**Page**
## How to get access to XBRL data using Python
References
- US xbrl: https://xbrl.us/
- See ch.11.4 in https://papers.ssrn.com/sol3/papers.cfm?abstract_id=3576098

All xbrl data for each 10-K filing are included in "XBRL INSTANCE DOCUMENT". For example, see the last file in https://www.sec.gov/Archives/edgar/data/1690820/000169082022000080/0001690820-22-000080-index.htm.  
This .ipynb demonstrates how to get several values from a few XBRL documents.

--------------

### import and set-ups

In [1]:
import requests
import re
from html import unescape
headers= {'user-agent': 'sample text'}

### example url set-ups

In [3]:
url1= "https://www.sec.gov/Archives/edgar/data/1690820/000169082022000080/cvna-20211231_htm.xml"
url2= "https://www.sec.gov/Archives/edgar/data/100517/000010051722000009/ual-20211231_htm.xml"
url3= "https://www.sec.gov/Archives/edgar/data/1334036/000133403622000011/crox-20211231_htm.xml"

url_dicts= {'Carvana': url1,
           'United Airlines': url2,
           'Crox': url3
           }

In [4]:
for key, value in url_dicts.items():
    print(key, value)

Carvana https://www.sec.gov/Archives/edgar/data/1690820/000169082022000080/cvna-20211231_htm.xml
United Airlines https://www.sec.gov/Archives/edgar/data/100517/000010051722000009/ual-20211231_htm.xml
Crox https://www.sec.gov/Archives/edgar/data/1334036/000133403622000011/crox-20211231_htm.xml


--------------

## Extract data from XBRL

#### Emerging growth companies

In [32]:
print("----------------------------------------")
print("Emerging growth companies obtained from XBRL")
print("----------------------------------------")

for key, value in url_dicts.items():
    response = requests.get(value, headers= headers)
    xbrl_10k=response.text
    pattern=re.compile(r"<dei:EntityEmergingGrowthCompany.*?>(.*?)<.*?EntityEmergingGrowthCompany>", re.DOTALL | re.IGNORECASE)
    egc= pattern.search(xbrl_10k).group(1)
    print(f"\t{key:<20}: {str(egc)}")   

----------------------------------------
Emerging growth companies obtained from XBRL
----------------------------------------
	Carvana             : false
	United Airlines     : false
	Crox                : false


#### Well-known seasoned issuers

In [14]:
print("----------------------------------------")

**Given request 1**
According to the XBRL page, which document includes all XBRL data for each 10-K filing?
**Given request 2**
Rewrite the part of the XBRL page that opens with the words containing "#### Emerging growth" and closes with "requests.get(value, headers= headers)", replacing "Emerging growth companies" with "Emerging growth status" wherever it occurs.
**Given request 3**
Extend the XBRL page onward from its final line.
The records are separate material and do not belong to the XBRL page.

**Provided data**

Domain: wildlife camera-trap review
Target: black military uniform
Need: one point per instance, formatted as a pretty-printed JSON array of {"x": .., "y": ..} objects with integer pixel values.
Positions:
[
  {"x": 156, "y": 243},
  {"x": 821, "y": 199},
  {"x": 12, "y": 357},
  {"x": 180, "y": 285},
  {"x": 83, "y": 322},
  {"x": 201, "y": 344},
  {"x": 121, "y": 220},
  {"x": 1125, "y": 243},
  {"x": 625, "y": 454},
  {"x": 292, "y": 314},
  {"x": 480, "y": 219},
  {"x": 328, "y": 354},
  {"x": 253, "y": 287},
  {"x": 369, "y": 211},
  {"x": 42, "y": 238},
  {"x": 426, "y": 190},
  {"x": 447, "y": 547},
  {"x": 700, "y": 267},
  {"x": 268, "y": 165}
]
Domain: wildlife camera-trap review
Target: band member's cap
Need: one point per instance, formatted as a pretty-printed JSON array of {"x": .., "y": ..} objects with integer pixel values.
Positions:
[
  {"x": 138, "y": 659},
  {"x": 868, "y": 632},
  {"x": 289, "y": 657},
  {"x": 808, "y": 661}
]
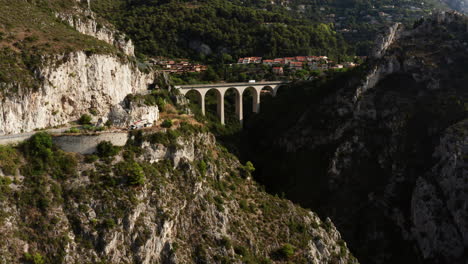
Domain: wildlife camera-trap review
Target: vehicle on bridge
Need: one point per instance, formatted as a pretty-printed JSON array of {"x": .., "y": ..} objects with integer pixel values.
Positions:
[
  {"x": 140, "y": 124},
  {"x": 221, "y": 88}
]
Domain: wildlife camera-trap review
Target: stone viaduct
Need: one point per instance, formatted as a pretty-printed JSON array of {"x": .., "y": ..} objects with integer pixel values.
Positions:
[{"x": 221, "y": 89}]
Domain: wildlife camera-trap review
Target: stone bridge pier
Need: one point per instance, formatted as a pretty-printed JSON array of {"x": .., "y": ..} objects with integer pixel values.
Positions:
[{"x": 239, "y": 88}]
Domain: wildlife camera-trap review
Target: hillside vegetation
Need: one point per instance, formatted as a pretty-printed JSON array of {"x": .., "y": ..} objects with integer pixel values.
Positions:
[
  {"x": 29, "y": 30},
  {"x": 197, "y": 29},
  {"x": 387, "y": 162}
]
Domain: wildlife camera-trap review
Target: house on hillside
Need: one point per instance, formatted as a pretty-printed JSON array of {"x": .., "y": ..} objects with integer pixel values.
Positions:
[
  {"x": 296, "y": 65},
  {"x": 279, "y": 61},
  {"x": 278, "y": 70}
]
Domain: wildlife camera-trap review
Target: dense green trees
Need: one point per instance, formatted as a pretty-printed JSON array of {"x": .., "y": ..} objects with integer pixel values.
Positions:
[{"x": 202, "y": 29}]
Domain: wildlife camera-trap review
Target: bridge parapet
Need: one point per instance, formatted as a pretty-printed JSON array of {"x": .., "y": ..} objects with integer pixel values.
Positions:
[{"x": 221, "y": 89}]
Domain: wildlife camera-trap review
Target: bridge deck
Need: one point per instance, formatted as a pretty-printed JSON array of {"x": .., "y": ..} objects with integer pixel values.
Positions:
[{"x": 218, "y": 85}]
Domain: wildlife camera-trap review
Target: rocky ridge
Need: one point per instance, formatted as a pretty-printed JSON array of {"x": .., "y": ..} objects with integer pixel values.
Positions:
[
  {"x": 389, "y": 153},
  {"x": 196, "y": 205},
  {"x": 72, "y": 85}
]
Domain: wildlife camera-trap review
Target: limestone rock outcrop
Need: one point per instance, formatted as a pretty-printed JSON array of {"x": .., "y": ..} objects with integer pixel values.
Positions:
[
  {"x": 193, "y": 206},
  {"x": 387, "y": 148}
]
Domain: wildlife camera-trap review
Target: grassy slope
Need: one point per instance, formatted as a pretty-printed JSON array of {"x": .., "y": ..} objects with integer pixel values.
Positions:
[{"x": 169, "y": 28}]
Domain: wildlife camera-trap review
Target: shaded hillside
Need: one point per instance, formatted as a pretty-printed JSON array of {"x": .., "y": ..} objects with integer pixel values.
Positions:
[
  {"x": 30, "y": 30},
  {"x": 167, "y": 197},
  {"x": 385, "y": 155}
]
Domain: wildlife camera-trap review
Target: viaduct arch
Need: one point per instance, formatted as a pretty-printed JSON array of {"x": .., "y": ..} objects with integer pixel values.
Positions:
[{"x": 240, "y": 88}]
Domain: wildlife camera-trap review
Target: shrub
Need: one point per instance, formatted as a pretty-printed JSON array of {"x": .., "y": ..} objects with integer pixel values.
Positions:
[
  {"x": 93, "y": 111},
  {"x": 34, "y": 259},
  {"x": 9, "y": 160},
  {"x": 85, "y": 119},
  {"x": 90, "y": 158},
  {"x": 39, "y": 145},
  {"x": 202, "y": 167},
  {"x": 285, "y": 252},
  {"x": 73, "y": 130},
  {"x": 105, "y": 149},
  {"x": 249, "y": 167},
  {"x": 167, "y": 123}
]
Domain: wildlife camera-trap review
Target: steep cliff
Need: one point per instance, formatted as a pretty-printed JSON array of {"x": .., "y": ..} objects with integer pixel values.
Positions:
[
  {"x": 382, "y": 154},
  {"x": 86, "y": 22},
  {"x": 459, "y": 5},
  {"x": 51, "y": 74},
  {"x": 174, "y": 197}
]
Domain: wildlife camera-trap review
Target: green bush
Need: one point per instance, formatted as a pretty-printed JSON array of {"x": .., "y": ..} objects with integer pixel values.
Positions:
[
  {"x": 285, "y": 252},
  {"x": 93, "y": 111},
  {"x": 105, "y": 149},
  {"x": 202, "y": 167},
  {"x": 34, "y": 258},
  {"x": 131, "y": 171},
  {"x": 167, "y": 123},
  {"x": 73, "y": 130},
  {"x": 85, "y": 119},
  {"x": 9, "y": 160},
  {"x": 249, "y": 167},
  {"x": 90, "y": 158}
]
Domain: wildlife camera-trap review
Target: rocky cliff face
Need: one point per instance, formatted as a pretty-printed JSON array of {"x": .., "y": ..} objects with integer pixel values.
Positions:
[
  {"x": 86, "y": 22},
  {"x": 196, "y": 204},
  {"x": 76, "y": 85},
  {"x": 385, "y": 155},
  {"x": 459, "y": 5}
]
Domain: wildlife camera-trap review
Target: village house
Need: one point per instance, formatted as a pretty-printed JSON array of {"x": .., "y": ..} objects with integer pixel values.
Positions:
[
  {"x": 268, "y": 62},
  {"x": 279, "y": 61},
  {"x": 278, "y": 70},
  {"x": 295, "y": 65}
]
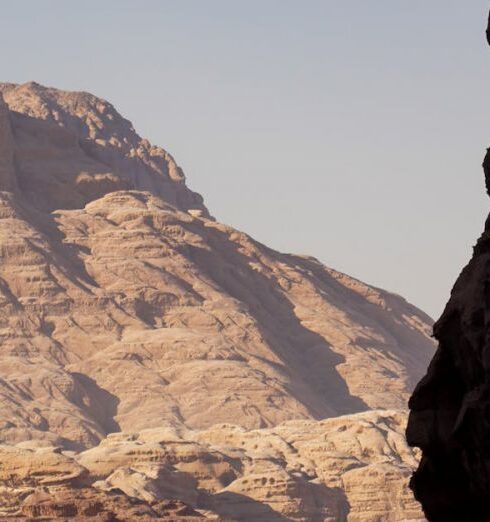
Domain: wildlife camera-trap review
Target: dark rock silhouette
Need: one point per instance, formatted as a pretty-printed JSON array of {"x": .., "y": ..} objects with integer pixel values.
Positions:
[{"x": 450, "y": 408}]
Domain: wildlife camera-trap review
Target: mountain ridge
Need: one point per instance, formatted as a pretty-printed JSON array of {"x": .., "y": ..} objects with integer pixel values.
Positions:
[{"x": 125, "y": 306}]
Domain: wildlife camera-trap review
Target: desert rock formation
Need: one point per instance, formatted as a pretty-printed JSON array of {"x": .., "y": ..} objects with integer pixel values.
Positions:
[
  {"x": 353, "y": 468},
  {"x": 450, "y": 408},
  {"x": 126, "y": 307}
]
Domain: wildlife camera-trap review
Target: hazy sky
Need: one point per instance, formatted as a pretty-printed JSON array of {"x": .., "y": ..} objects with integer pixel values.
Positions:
[{"x": 351, "y": 130}]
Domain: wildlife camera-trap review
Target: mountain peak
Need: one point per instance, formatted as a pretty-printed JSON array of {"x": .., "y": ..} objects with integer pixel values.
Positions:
[{"x": 72, "y": 147}]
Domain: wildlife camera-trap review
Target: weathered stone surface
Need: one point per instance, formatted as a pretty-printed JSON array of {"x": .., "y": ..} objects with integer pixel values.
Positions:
[
  {"x": 450, "y": 408},
  {"x": 352, "y": 468},
  {"x": 133, "y": 325}
]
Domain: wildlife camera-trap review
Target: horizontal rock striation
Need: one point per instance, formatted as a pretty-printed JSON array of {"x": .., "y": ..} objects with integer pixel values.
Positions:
[
  {"x": 353, "y": 468},
  {"x": 124, "y": 305}
]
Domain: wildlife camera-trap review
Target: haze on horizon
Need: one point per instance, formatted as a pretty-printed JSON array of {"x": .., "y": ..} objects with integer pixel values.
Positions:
[{"x": 349, "y": 132}]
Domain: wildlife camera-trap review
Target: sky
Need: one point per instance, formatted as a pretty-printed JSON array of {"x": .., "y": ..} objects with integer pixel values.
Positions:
[{"x": 349, "y": 130}]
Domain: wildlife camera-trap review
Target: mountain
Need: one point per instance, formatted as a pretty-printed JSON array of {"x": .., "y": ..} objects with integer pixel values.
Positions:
[
  {"x": 125, "y": 306},
  {"x": 450, "y": 407}
]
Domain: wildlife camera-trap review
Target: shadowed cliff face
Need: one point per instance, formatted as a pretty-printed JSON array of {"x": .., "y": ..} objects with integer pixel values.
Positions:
[{"x": 450, "y": 408}]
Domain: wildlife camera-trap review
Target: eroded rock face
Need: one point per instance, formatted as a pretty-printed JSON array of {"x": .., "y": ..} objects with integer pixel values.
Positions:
[
  {"x": 133, "y": 325},
  {"x": 450, "y": 408},
  {"x": 125, "y": 306},
  {"x": 353, "y": 469}
]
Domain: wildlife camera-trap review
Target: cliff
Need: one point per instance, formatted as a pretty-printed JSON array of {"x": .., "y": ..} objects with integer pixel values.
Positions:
[{"x": 450, "y": 408}]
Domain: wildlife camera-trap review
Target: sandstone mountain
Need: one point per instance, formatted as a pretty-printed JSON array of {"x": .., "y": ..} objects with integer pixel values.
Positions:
[
  {"x": 125, "y": 306},
  {"x": 351, "y": 468},
  {"x": 450, "y": 408}
]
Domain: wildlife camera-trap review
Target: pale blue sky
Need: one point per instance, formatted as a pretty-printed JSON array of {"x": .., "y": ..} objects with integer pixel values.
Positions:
[{"x": 351, "y": 130}]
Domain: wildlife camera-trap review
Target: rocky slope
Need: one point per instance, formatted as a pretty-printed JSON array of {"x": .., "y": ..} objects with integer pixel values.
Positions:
[
  {"x": 353, "y": 468},
  {"x": 450, "y": 408},
  {"x": 125, "y": 306}
]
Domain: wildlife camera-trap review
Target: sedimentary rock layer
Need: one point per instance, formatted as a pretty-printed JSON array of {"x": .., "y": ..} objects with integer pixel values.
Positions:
[{"x": 352, "y": 469}]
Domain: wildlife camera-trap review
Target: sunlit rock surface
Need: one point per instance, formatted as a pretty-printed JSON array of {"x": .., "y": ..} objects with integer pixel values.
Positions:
[{"x": 125, "y": 306}]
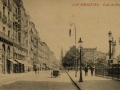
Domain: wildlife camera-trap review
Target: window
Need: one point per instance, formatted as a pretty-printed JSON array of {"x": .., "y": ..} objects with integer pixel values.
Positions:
[
  {"x": 8, "y": 33},
  {"x": 8, "y": 15},
  {"x": 4, "y": 29},
  {"x": 19, "y": 35},
  {"x": 3, "y": 10}
]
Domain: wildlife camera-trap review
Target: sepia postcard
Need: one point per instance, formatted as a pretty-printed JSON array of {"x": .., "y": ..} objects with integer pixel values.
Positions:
[{"x": 59, "y": 44}]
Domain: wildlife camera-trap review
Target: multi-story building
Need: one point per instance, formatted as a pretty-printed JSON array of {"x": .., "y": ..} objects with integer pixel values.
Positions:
[
  {"x": 33, "y": 44},
  {"x": 19, "y": 40},
  {"x": 89, "y": 55},
  {"x": 40, "y": 54}
]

**Reply 1**
The "XBRL INSTANCE DOCUMENT" includes all XBRL data for each 10-K filing.

**Reply 2**
#### Emerging growth status

In [32]:
print("----------------------------------------")
print("Emerging growth status obtained from XBRL")
print("----------------------------------------")

for key, value in url_dicts.items():
    response = requests.get(value, headers= headers)

**Reply 3**
print("Well-known seasoned issuers obtained from XBRL")
print("----------------------------------------")

for key, value in url_dicts.items():
    response = requests.get(value, headers= headers)
    xbrl_10k=response.text
    pattern=re.compile(r"<dei:EntityWellKnownSeasonedIssuer.*?>(.*?)<.*?EntityWellKnownSeasonedIssuer>", re.DOTALL | re.IGNORECASE)
    wksi= pattern.search(xbrl_10k).group(1)
    print(f"\t{key:<20}: {str(wksi)}")

----------------------------------------
Well-known seasoned issuers obtained from XBRL
----------------------------------------
	Carvana             : Yes
	United Airlines     : Yes
	Crox                : Yes


#### Public floats

In [38]:
print("----------------------------------------")
print("Public floats (Billions) obtained from XBRL")
print("----------------------------------------")

for key, value in url_dicts.items():
    response = requests.get(value, headers= headers)
    xbrl_10k=response.text
    pattern=re.compile(r"<dei:EntityPublicFloat.*>(\d+)</dei:EntityPublicFloat>", re.DOTALL | re.IGNORECASE)
    pf= pattern.search(xbrl_10k)
    pf= int(pf.group(1))/10**9
    print(f"\t{key:<20}: {str(pf)}")   

----------------------------------------
Public floats (Billions) obtained from XBRL
----------------------------------------
	Carvana             : 24.6
	United Airlines     : 16.9
	Crox                : 4.6


#### Audit firm name and location

In [24]:
print("----------------------------------------")
print("Public floats (Billions) obtained from XBRL")
print("----------------------------------------")

for key, value in url_dicts.items():
    response = requests.get(value, headers= headers)
    xbrl_10k=response.text
    afn_pattern=re.compile(r"<dei:AuditorName.*?>(.*?)<.*?AuditorName>", re.DOTALL | re.IGNORECASE)
    afn= afn_pattern.search(xbrl_10k).group(1)
    
    afl_pattern=re.compile(r"<dei:AuditorLocation.*?>(.*?)<.*?AuditorLocation>", re.DOTALL | re.IGNORECASE)
    afl= afl_pattern.search(xbrl_10k).group(1)
    
    print(f"\t{key:<20}: {str(afn):<30} {str(afl)}")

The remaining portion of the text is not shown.